[START MATERIAL SHOWN]

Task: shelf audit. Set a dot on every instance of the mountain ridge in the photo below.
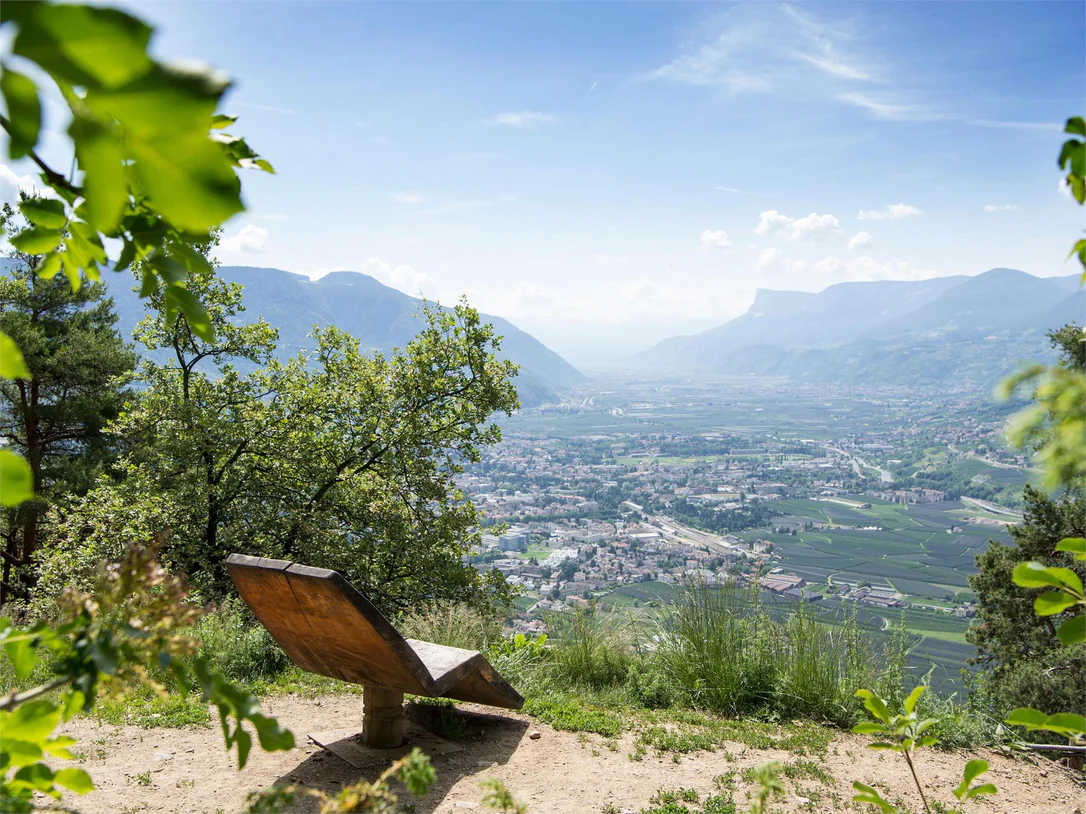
(972, 329)
(380, 317)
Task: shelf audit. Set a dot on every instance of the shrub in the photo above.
(237, 646)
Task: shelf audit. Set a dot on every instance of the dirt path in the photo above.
(187, 771)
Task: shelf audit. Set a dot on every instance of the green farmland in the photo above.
(924, 550)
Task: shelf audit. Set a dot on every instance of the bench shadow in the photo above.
(485, 739)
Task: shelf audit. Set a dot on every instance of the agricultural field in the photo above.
(924, 550)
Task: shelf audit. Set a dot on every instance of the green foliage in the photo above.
(1027, 664)
(156, 167)
(591, 649)
(109, 639)
(339, 458)
(77, 370)
(1056, 421)
(722, 651)
(904, 733)
(454, 624)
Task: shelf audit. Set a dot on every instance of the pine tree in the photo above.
(80, 368)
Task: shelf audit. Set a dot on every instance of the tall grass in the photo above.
(453, 625)
(591, 649)
(237, 645)
(717, 649)
(724, 651)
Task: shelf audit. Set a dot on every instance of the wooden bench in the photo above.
(326, 626)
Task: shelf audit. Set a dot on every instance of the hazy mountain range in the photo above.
(380, 317)
(951, 330)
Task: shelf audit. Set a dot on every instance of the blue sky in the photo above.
(609, 174)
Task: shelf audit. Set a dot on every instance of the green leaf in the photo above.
(1073, 632)
(24, 111)
(985, 789)
(101, 159)
(84, 45)
(126, 256)
(75, 779)
(12, 364)
(1066, 723)
(71, 270)
(1037, 575)
(23, 656)
(60, 747)
(49, 266)
(21, 752)
(16, 481)
(910, 702)
(37, 240)
(1073, 545)
(1053, 601)
(47, 212)
(874, 704)
(1027, 717)
(194, 314)
(189, 180)
(33, 721)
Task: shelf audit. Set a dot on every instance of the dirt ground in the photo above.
(188, 772)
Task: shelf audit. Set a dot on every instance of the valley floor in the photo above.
(186, 771)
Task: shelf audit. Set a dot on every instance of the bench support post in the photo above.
(382, 717)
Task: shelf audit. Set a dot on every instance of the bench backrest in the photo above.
(326, 626)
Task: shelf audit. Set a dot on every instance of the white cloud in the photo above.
(892, 212)
(771, 221)
(403, 278)
(837, 269)
(891, 111)
(861, 240)
(523, 119)
(1027, 126)
(765, 48)
(834, 65)
(715, 239)
(811, 226)
(249, 240)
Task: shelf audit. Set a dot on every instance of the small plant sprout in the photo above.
(499, 798)
(904, 733)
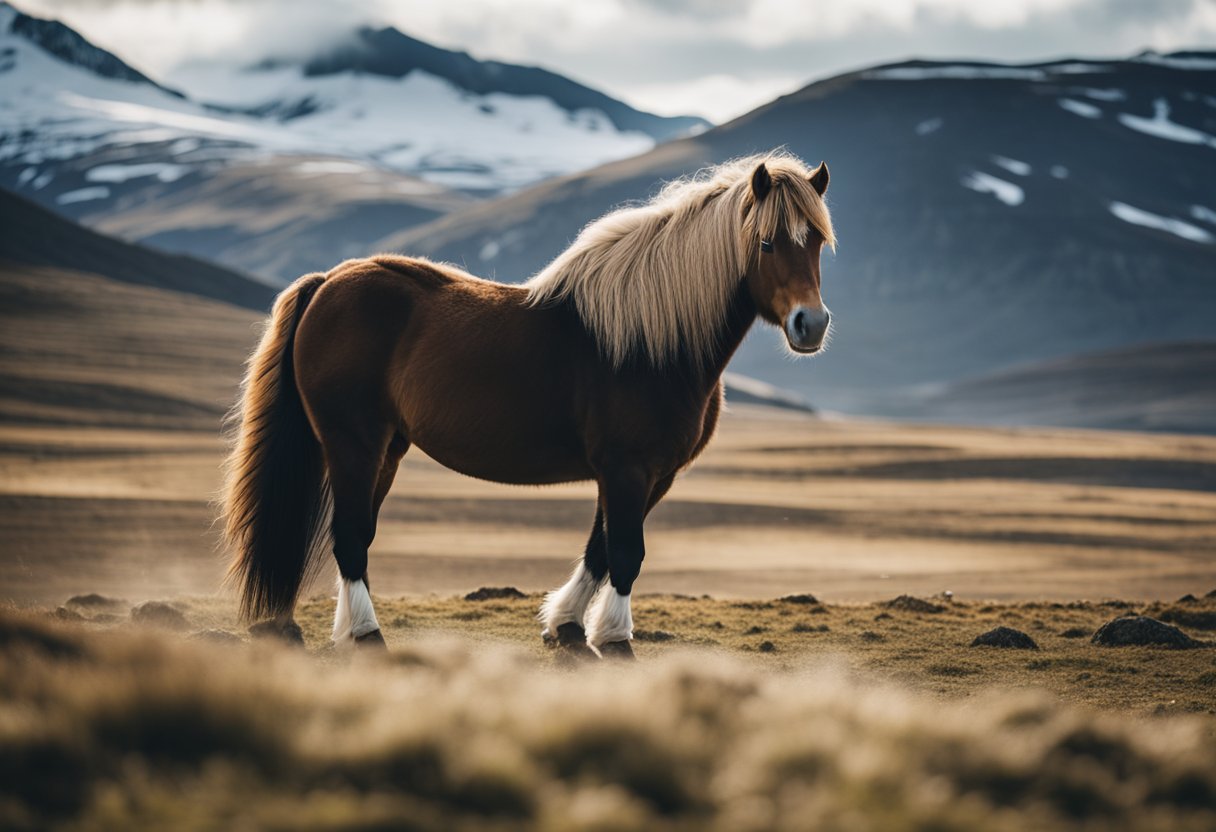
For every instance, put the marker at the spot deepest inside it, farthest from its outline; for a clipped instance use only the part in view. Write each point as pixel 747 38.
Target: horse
pixel 604 366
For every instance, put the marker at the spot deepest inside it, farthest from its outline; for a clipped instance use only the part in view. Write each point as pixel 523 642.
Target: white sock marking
pixel 569 602
pixel 355 616
pixel 611 618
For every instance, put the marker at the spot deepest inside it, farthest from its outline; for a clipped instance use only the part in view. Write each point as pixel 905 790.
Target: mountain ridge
pixel 989 214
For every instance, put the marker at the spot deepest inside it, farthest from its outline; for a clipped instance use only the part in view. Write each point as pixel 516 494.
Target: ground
pixel 777 714
pixel 780 502
pixel 744 710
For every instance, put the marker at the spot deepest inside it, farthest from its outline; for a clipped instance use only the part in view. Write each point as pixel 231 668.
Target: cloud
pixel 710 56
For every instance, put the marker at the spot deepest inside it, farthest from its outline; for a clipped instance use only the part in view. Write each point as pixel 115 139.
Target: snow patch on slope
pixel 1150 220
pixel 1080 107
pixel 1163 128
pixel 83 195
pixel 1012 166
pixel 1204 214
pixel 1007 192
pixel 420 125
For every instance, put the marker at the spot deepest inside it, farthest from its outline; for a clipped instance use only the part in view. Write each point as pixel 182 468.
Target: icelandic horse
pixel 606 365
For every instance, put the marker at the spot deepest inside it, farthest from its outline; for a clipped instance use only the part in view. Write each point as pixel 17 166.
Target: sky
pixel 716 58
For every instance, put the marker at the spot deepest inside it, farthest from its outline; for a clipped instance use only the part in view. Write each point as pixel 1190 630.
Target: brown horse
pixel 607 365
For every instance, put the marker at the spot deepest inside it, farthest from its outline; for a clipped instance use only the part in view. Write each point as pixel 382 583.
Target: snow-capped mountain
pixel 281 168
pixel 989 215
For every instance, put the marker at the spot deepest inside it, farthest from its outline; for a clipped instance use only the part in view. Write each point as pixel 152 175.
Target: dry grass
pixel 114 728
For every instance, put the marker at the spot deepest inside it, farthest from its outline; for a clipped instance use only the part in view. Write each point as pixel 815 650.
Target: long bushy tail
pixel 276 496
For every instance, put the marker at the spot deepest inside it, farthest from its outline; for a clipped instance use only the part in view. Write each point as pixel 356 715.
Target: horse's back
pixel 472 374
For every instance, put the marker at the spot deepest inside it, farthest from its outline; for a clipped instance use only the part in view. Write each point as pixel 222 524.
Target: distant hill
pixel 1155 387
pixel 392 54
pixel 280 169
pixel 34 236
pixel 103 333
pixel 989 215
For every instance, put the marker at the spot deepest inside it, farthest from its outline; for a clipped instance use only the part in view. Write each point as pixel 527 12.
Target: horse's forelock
pixel 658 277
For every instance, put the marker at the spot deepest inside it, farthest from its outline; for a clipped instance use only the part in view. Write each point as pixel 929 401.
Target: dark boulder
pixel 1141 630
pixel 1005 636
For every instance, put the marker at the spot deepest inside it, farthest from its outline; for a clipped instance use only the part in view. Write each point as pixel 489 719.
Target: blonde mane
pixel 658 277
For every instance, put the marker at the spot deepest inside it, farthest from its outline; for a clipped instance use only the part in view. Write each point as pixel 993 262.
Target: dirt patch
pixel 157 613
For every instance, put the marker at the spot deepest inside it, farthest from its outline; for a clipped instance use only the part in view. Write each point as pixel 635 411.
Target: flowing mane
pixel 658 277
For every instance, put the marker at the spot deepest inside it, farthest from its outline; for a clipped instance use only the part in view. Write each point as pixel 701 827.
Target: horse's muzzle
pixel 806 329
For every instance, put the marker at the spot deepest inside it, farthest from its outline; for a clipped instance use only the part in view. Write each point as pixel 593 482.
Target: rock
pixel 1197 619
pixel 217 636
pixel 495 592
pixel 1005 636
pixel 94 600
pixel 1141 630
pixel 288 633
pixel 157 613
pixel 908 603
pixel 806 597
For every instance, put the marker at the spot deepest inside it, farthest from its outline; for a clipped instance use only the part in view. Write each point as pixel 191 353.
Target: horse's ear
pixel 761 183
pixel 820 179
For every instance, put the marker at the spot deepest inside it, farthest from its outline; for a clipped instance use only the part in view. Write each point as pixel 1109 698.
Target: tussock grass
pixel 131 729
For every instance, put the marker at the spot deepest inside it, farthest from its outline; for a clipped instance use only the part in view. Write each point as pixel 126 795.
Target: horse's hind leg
pixel 628 499
pixel 360 472
pixel 564 607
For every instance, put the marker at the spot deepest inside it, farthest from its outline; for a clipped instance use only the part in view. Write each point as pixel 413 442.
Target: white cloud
pixel 716 57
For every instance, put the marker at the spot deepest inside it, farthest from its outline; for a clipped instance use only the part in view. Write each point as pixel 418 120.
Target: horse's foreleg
pixel 563 608
pixel 624 499
pixel 356 476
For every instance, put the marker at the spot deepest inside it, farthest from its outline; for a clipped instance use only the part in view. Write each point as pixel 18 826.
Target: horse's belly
pixel 507 461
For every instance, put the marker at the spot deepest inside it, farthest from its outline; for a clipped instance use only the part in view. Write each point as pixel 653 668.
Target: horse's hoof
pixel 570 635
pixel 572 656
pixel 618 650
pixel 287 631
pixel 373 640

[END MATERIAL SHOWN]

DIRECTIVE: Could you reproduce all of the items above word for word, omitting the pictures?

SOLVED EXERCISE:
Task: shelf audit. Set a dot on every instance of the mountain ridge in the photo below.
(972, 329)
(380, 317)
Task: shelf audit. Set a dot on every instance of the shrub in the photo above.
(237, 646)
Task: shelf audit. Set a dot on every instance of the dirt path in the photo above.
(187, 771)
Task: shelf audit. Set a dot on every instance of the green farmland in the photo above.
(924, 550)
Task: shelf audit. Set a dot on every instance of the bench shadow in the photo above.
(485, 739)
Task: shelf audit. Set a dot on every instance of the agricultural field in the photo above.
(924, 550)
Task: shelf audit. Set a dot on every instance of the green foliage in the photo above.
(1027, 664)
(156, 167)
(591, 649)
(109, 639)
(339, 458)
(77, 370)
(1056, 421)
(722, 651)
(904, 733)
(454, 624)
Task: shelf audit. Set a dot on every instance of the pine tree in the photo above.
(80, 368)
Task: shelf audit. Set a dot on every instance of the tall grass in the photo above.
(453, 625)
(591, 649)
(237, 645)
(717, 649)
(724, 651)
Task: shelf audit. Set a dot on every instance of the wooden bench in the photo above.
(326, 626)
Task: shelf audit. Set a dot on every instance of the hazy mountain range in the photo above.
(380, 317)
(951, 330)
Task: shelf audit. Set a dot on every instance of the blue sky in the photo above.
(609, 174)
Task: shelf audit. Set a dot on every instance of the green leaf in the photo above.
(1073, 632)
(24, 111)
(985, 789)
(101, 159)
(84, 45)
(126, 256)
(75, 779)
(12, 364)
(1066, 723)
(71, 270)
(1037, 575)
(23, 656)
(60, 747)
(49, 266)
(21, 752)
(16, 481)
(910, 702)
(37, 240)
(1073, 545)
(1053, 601)
(47, 212)
(874, 704)
(1027, 717)
(194, 314)
(189, 180)
(33, 721)
Task: shelf audit. Set a dot on every instance of the dirt ground in the photo above.
(188, 772)
Task: shelf audit. Set a dot on every instance of the valley floor in the photo above.
(186, 771)
Task: shelf audit. Set a dot on every instance of the bench support post in the photo above.
(382, 717)
Task: shelf audit. Set a dot on every instance of the bench backrest in the photo above.
(326, 626)
Task: shelf audit. Set a dot on every instance of the white cloud in the photo above.
(892, 212)
(771, 221)
(403, 278)
(837, 269)
(891, 111)
(861, 240)
(523, 119)
(1027, 126)
(765, 48)
(834, 65)
(715, 239)
(811, 226)
(249, 240)
Task: shelf audit. Set a dot on every instance of the small plant sprout in the photo above.
(499, 798)
(904, 733)
For every instance, put the marker at the spot deepest inside it, farthest from its outline; for a clipped instance use only the part in view. Write each point as pixel 747 38.
Target: horse
pixel 604 366
For every instance, put the marker at the spot deepest inside it, farthest from its outline; for a clipped instance use only the part in view. Write each point as pixel 523 642.
Target: white sock marking
pixel 569 602
pixel 355 616
pixel 611 618
For every instance, put the marker at the spot deepest inside it, farthest from its outline; for a clipped instance use only the part in view. Write each point as pixel 905 790.
Target: mountain ridge
pixel 989 214
For every instance, put the marker at the spot deepest inside it, farthest from its outline; for a clipped instance use only the part in view. Write each point as pixel 516 494.
Target: ground
pixel 777 714
pixel 780 502
pixel 744 710
For every instance, put the marker at the spot deepest inside it, farthest from its outline; for a clipped instance use only the part in view. Write each point as pixel 231 668.
Target: cloud
pixel 710 56
For every instance, put the marker at the spot deepest inside it, farthest from its outline; for a clipped instance use only the part in view. Write each point as pixel 115 139.
Target: snow patch on slope
pixel 1150 220
pixel 1080 107
pixel 1163 128
pixel 83 195
pixel 1012 166
pixel 1204 214
pixel 1007 192
pixel 420 125
For every instance, put the marker at the spot deepest inside it, farthest from its outline; for a clipped instance use only the part in view. Write each point as pixel 182 468.
Target: icelandic horse
pixel 606 365
For every instance, put the marker at the spot deepest inside it, farthest from its outline; for a clipped instance use only the part in view. Write each point as pixel 17 166.
Target: sky
pixel 716 58
For every instance, put the marker at the spot deepest inside it, farthest from its outline; for a clipped instance use only the part in view. Write each point as pixel 1190 630.
Target: brown horse
pixel 607 365
For every instance, put the marker at the spot deepest inside it, farthest from its outline; for a clipped instance use only the part in view. Write each point as pixel 382 583.
Target: snow-capped mountain
pixel 281 168
pixel 989 215
For every instance, put the marker at the spot deepest inside it, farthest from its outline; for a clipped instance use only the part in view. Write each point as pixel 152 175.
Target: dry grass
pixel 114 728
For every instance, put the marker at the spot deepest inside it, farthest from its outline; for a clipped instance use only the part in view. Write each point as pixel 815 650.
Target: long bushy tail
pixel 276 496
For every instance, put the marker at the spot deepest inside it, farthest from its outline; for a clipped instance use only the part in view. Write each point as pixel 356 715.
Target: horse's back
pixel 472 374
For every instance, put the marker at the spot deepest inside it, farthest from its outline; for a clipped instance use only the part in view. Write each point as pixel 222 524.
Target: distant hill
pixel 1155 387
pixel 392 54
pixel 280 169
pixel 34 236
pixel 103 333
pixel 989 215
For every instance, put the marker at the spot deepest inside it, farthest from its outline; for a clipped instance use only the part in view. Write each point as pixel 527 12.
Target: horse's forelock
pixel 658 277
For every instance, put the marker at the spot deepest inside it, farthest from its outline; for a clipped instance use only the part in view. Write each point as pixel 929 401.
Target: dark boulder
pixel 1141 630
pixel 1005 636
For every instance, put the marker at the spot deepest inside it, farthest from its outline; for a clipped instance use only the part in view. Write each point as pixel 489 719.
Target: blonde mane
pixel 658 277
For every instance, put the marker at the spot deepest inside it, farthest from its outline; for a clipped instance use only the part in view. Write each point as pixel 993 262.
Target: dirt patch
pixel 157 613
For every instance, put the marker at the spot deepest inside it, farthest from its outline; for a clipped instance use only the part in view. Write each point as pixel 635 411.
Target: flowing mane
pixel 658 277
For every instance, put the marker at the spot deepest inside it, farthest from its outline; for a clipped instance use only the part in view. Write each point as pixel 701 827.
Target: horse's muzzle
pixel 806 329
For every instance, put the marker at the spot deepest inside it, farthest from its outline; for a clipped instance use only the part in view. Write each point as pixel 593 482.
Target: rock
pixel 1197 619
pixel 217 636
pixel 495 592
pixel 1005 636
pixel 94 600
pixel 1141 630
pixel 288 633
pixel 157 613
pixel 908 603
pixel 806 597
For every instance, put the marker at the spot deepest inside it, farthest from its outline; for a clipped instance use only the part in view. Write each point as pixel 191 353.
Target: horse's ear
pixel 761 183
pixel 820 179
For every instance, put the marker at the spot deepest inside it, farthest from its outline; for a clipped instance use only the part in view. Write each point as pixel 1109 698.
Target: tussock grass
pixel 131 729
For every instance, put the marker at the spot deepest inside it, farthest from its outline; for a clipped instance use only the part in view. Write each point as pixel 126 795.
Target: horse's hind leg
pixel 628 499
pixel 360 472
pixel 564 607
For every instance, put the marker at the spot deepest inside it, farthest from its outline; for a clipped instance use only the part in view. Write each point as pixel 413 442.
Target: white cloud
pixel 716 57
For every instance, put the marker at the spot deepest inside it, farthest from its outline; for a clipped instance use only the part in view. Write each point as pixel 418 120.
Target: horse's foreleg
pixel 563 608
pixel 624 499
pixel 356 476
For every instance, put the marker at the spot deepest inside it, farthest from its outline; for a clipped instance use only the part in view. Write each point as pixel 18 826.
Target: horse's belly
pixel 507 461
For every instance, put the marker at the spot deepest inside it, farthest from its outline; for a clipped instance use only the part in view. Write each point as pixel 653 668.
Target: horse's hoof
pixel 570 635
pixel 572 656
pixel 618 650
pixel 287 631
pixel 373 640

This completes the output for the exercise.